What the task requires: Transcribe the entries below exactly; leave every image out.

═════ Extracted records

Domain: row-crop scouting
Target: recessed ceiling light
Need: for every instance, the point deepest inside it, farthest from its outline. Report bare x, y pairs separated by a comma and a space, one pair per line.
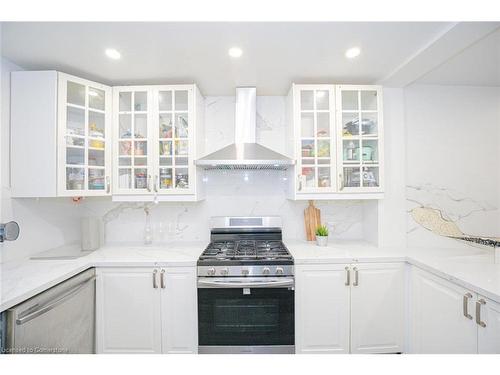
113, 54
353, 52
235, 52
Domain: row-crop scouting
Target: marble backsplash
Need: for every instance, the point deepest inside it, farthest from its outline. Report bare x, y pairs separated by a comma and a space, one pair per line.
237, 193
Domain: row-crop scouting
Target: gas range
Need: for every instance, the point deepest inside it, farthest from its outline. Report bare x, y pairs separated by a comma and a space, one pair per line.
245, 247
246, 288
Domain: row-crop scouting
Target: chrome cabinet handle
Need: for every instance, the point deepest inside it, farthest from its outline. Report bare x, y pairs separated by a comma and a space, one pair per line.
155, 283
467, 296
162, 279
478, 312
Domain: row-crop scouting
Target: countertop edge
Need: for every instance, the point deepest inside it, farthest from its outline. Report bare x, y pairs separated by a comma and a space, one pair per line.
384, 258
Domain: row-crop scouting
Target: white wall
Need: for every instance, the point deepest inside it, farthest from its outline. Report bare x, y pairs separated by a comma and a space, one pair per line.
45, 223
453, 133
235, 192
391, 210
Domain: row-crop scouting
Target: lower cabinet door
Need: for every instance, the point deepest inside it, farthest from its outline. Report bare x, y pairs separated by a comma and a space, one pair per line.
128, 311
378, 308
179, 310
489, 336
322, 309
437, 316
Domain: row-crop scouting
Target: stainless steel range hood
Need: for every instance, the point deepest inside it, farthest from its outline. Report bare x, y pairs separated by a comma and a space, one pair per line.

══════════

Full solution:
Domain: row-crop scouting
Target: recessed ceiling light
Need: for every instance, the point deepest inside it, farthest from its outline. Report bare x, y pairs separated by a comma and a space, one pair per line.
113, 54
353, 52
235, 52
Domain: row-crop scouting
Target: marble backsplash
Need: for every instance, the point deepest inside it, farthest from its outline. Report bare x, y pairs separated by a comma and a space, one pair per line.
237, 193
Domain: row-crop scouting
Target: gas range
Need: for every instance, the point deepest inside it, farthest from its outline. Report bare x, y pairs separated by a comma and a space, one pair per line.
245, 247
246, 288
Domain: row-crop scouting
Target: chrome cabinet handle
Need: for every instance, the point deepest inside it, farthest from its outline. Report bare x, y pairs separated by a comma and a space, one pair per line.
155, 283
467, 296
162, 279
478, 312
Domain: row-crop scouting
Target: countertop edge
Need: for every instance, the point deepest inside it, farthest from its outline. Report bare x, y pairs separated by a comma and a space, one pair per line.
384, 258
Domain: row-crop scouting
Target: white wall
Need: for every instance, the point deepest inside it, farthest from its outline. Report bare x, y pairs separated by a comma and a space, one pair per line.
45, 223
453, 133
235, 192
391, 210
Domain: row-crop scouting
Target: lower cabinet door
Need: for every instance, the point deepest inside it, farthest from its outline. Report bare x, y pairs separated by a comma and a space, one pair per line.
128, 311
378, 308
179, 310
489, 336
322, 309
437, 316
Domain: row-crop scouting
Target: stainless steel range hood
Need: for every instance, the point deepest inside it, farthest from its outline. Report bare x, y pairs separated by a comma and a space, one pair per line.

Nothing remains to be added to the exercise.